- _WRITTEN PROBLEM_
Quote word for word the lines beginning with the one containing "Where can you spot the corn plant" and ending with the one containing "column 107, row 161", leaving the pictures out.

- _RECORDS_
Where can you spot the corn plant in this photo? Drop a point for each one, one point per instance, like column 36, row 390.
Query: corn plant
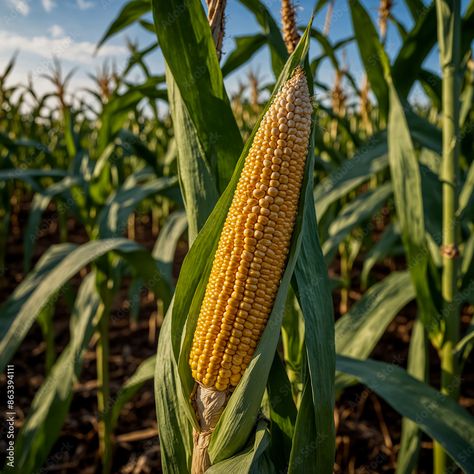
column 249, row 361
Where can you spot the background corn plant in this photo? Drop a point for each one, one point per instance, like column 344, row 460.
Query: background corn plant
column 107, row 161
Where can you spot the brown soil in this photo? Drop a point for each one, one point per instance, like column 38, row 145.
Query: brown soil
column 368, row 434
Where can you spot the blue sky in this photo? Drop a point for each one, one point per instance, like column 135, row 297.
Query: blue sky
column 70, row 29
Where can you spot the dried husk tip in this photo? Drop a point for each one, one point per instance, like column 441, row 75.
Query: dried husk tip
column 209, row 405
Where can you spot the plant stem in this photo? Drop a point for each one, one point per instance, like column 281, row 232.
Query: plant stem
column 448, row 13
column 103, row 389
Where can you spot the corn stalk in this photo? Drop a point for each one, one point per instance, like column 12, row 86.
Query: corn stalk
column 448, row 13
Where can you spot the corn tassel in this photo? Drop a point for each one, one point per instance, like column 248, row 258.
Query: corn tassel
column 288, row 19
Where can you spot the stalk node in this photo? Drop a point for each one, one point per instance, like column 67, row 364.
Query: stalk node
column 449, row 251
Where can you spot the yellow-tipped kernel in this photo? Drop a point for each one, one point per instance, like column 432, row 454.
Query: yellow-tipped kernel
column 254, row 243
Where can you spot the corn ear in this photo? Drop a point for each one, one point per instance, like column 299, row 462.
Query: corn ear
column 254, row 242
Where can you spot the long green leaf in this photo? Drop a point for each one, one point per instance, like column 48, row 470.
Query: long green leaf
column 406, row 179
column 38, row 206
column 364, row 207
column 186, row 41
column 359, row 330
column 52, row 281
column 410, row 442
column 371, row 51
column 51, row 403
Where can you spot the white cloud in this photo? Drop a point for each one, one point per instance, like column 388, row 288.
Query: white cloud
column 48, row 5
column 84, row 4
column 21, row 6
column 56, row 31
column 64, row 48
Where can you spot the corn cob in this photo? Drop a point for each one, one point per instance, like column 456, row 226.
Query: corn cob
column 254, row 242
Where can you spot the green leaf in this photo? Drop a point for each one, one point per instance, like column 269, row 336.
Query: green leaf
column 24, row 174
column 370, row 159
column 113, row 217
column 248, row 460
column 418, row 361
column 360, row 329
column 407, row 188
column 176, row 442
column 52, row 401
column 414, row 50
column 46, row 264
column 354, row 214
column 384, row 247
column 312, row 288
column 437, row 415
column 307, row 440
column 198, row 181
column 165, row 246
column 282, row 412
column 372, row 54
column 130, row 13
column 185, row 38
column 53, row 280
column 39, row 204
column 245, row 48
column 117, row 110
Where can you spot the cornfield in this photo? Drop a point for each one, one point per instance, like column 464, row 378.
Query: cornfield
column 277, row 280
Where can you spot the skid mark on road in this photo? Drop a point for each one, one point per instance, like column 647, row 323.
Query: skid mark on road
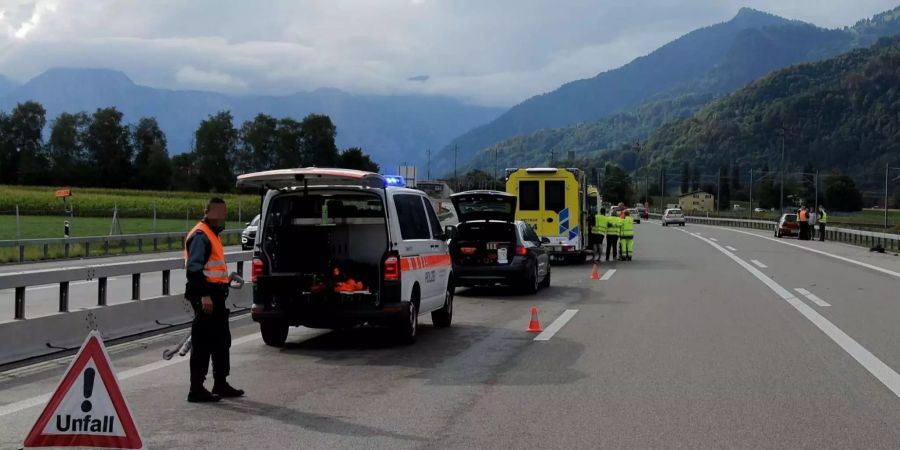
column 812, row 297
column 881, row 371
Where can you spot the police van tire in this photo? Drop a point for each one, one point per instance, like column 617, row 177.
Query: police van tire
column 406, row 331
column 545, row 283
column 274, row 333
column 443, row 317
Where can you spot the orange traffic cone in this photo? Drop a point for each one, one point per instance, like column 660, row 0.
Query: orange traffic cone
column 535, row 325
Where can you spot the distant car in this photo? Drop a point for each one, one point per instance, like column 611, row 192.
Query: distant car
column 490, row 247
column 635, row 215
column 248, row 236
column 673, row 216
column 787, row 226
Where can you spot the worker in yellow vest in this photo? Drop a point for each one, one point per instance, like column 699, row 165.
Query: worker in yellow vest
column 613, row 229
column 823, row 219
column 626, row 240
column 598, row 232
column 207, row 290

...

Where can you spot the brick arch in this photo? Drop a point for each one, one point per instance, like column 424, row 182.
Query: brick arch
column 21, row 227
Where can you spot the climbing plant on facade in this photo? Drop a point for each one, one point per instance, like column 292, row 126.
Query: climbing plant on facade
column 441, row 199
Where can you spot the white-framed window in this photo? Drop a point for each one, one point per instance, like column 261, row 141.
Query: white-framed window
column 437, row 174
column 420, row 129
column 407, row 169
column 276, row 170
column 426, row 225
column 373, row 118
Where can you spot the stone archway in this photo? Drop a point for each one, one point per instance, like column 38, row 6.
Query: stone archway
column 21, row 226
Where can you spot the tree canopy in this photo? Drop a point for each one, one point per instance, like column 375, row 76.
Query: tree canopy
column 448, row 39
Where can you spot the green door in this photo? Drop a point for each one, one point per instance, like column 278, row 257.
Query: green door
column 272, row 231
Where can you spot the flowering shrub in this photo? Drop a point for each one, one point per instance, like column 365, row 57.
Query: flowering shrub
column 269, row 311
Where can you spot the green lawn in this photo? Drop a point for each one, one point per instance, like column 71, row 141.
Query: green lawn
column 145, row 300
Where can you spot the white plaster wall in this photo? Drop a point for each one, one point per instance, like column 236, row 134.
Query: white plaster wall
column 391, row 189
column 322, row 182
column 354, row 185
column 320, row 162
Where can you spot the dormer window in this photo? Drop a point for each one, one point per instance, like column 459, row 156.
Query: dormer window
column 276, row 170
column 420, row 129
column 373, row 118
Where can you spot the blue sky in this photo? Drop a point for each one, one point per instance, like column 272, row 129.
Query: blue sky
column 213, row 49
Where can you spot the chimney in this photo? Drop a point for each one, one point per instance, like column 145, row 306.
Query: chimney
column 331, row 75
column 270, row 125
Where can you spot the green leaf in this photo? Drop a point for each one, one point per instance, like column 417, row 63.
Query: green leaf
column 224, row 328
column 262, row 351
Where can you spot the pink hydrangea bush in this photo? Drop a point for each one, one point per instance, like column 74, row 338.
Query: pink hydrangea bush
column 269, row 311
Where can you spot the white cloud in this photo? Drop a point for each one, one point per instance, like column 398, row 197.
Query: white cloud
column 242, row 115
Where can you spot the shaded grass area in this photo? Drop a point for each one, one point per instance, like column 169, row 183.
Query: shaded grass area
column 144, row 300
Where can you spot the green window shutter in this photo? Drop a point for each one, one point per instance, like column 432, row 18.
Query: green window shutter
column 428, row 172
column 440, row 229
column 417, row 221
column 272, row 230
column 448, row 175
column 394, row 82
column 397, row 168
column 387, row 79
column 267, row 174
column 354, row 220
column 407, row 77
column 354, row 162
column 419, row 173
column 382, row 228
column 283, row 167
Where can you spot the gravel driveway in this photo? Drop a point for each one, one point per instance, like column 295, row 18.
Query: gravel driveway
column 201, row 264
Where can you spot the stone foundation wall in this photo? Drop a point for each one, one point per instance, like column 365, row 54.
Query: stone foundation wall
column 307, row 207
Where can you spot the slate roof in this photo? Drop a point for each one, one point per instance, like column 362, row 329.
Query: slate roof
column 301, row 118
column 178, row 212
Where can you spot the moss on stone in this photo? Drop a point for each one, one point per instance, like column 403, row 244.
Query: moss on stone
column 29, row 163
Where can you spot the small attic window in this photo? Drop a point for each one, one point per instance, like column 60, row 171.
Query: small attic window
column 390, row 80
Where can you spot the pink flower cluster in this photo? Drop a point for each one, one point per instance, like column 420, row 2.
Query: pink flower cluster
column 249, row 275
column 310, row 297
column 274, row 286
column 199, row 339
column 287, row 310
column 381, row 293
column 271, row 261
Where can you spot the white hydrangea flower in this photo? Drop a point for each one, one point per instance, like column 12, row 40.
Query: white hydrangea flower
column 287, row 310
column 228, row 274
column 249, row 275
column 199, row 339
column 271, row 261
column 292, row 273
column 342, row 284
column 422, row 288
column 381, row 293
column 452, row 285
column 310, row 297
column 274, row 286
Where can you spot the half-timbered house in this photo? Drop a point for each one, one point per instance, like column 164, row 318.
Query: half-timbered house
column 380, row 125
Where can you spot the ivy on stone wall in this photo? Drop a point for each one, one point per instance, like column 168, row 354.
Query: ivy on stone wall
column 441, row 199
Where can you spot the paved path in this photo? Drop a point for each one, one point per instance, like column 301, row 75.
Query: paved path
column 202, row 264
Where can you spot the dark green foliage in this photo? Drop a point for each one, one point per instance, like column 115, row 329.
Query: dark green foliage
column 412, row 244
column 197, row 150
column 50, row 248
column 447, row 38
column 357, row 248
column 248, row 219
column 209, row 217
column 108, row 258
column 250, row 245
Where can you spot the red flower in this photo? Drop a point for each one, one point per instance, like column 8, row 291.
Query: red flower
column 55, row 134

- _SOLUTION_
Where can you spot the corn plant in this photo? Drop a point for each one, one point per instance, like column 36, row 390.
Query: corn plant
column 249, row 361
Where can you spot the background corn plant in this photo? Drop a point for each one, one point per instance, like column 344, row 460.
Query: background corn plant
column 107, row 161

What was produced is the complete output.